TEXT SHOWN
┌────────

Perkins v. Albany Port Dist. Comm'n, 529995

Decision Date24 December 2020
Docket Number529995
Citation139 N.Y.S.3d 376,189 A.D.3d 1929
Parties In the Matter of Montrell PERKINS, Appellant, v. ALBANY PORT DISTRICT COMMISSION, Also Known as Port of Albany, et al., Respondents.
CourtNew York Supreme Court — Appellate Division

Buckley, Mendleson, Criscione & Quinn, PC, Albany (John J. Criscione of counsel), for appellant.

Patrick K. Jordan, Albany Port District Commission, Albany (Michael J. Hutter of Powers & Santola, LLP, Albany, of counsel), for Albany Port District Commission, respondent.

Marisa Franchini, Corporation Counsel, Albany (Sarah A. Valis of counsel), for City of Albany, respondent.

Before: Egan Jr., J.P., Pritzker, Reynolds Fitzgerald and Colangelo, JJ.

MEMORANDUM AND ORDER

Pritzker, J.

Appeal from an order of the Supreme Court (Weinstein, J.), entered August 29, 2019 in Albany County, which denied petitioner's application pursuant to General Municipal Law § 50–e(5) to serve a late notice of claim.

└────────

RAW DATA

┌────────

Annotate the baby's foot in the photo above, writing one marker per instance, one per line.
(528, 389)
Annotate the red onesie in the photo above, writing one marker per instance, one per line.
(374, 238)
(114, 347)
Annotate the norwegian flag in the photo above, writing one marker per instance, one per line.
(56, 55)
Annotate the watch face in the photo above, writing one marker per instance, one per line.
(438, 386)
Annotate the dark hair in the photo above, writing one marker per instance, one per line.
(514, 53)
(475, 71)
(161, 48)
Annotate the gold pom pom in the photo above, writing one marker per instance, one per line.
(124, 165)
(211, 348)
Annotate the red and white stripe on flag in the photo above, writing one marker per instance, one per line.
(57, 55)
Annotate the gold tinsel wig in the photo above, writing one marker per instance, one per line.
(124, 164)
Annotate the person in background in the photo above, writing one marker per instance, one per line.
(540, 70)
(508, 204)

└────────
┌────────

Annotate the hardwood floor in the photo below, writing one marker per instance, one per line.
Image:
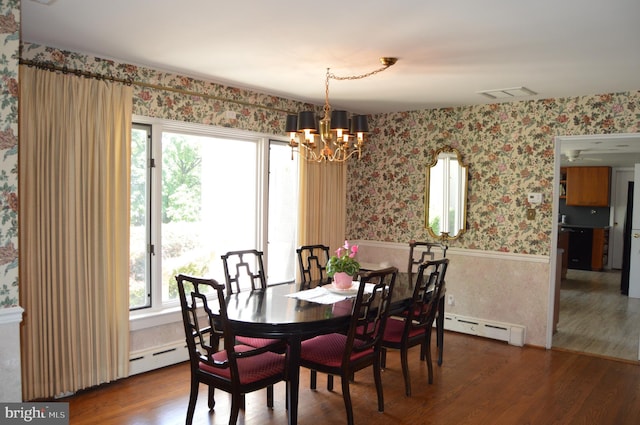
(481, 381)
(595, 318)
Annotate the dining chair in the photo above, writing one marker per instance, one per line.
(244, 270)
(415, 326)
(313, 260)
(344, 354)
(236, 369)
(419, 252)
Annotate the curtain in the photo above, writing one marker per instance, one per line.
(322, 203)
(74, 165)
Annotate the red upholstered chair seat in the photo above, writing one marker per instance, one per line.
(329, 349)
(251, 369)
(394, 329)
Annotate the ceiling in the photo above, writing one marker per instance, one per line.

└────────

REQUIRED ACTIONS
- 1) According to the court decision, on what date was the decision made?
- 2) Copy the court decision from "CourtNew York Supreme" up to and including "and Colangelo, JJ.".
None of the items is needed here.

RESULTS FOR EACH TASK
- 1) December 24, 2020

- 2)
CourtNew York Supreme Court — Appellate Division

Buckley, Mendleson, Criscione & Quinn, PC, Albany (John J. Criscione of counsel), for appellant.

Patrick K. Jordan, Albany Port District Commission, Albany (Michael J. Hutter of Powers & Santola, LLP, Albany, of counsel), for Albany Port District Commission, respondent.

Marisa Franchini, Corporation Counsel, Albany (Sarah A. Valis of counsel), for City of Albany, respondent.

Before: Egan Jr., J.P., Pritzker, Reynolds Fitzgerald and Colangelo, JJ.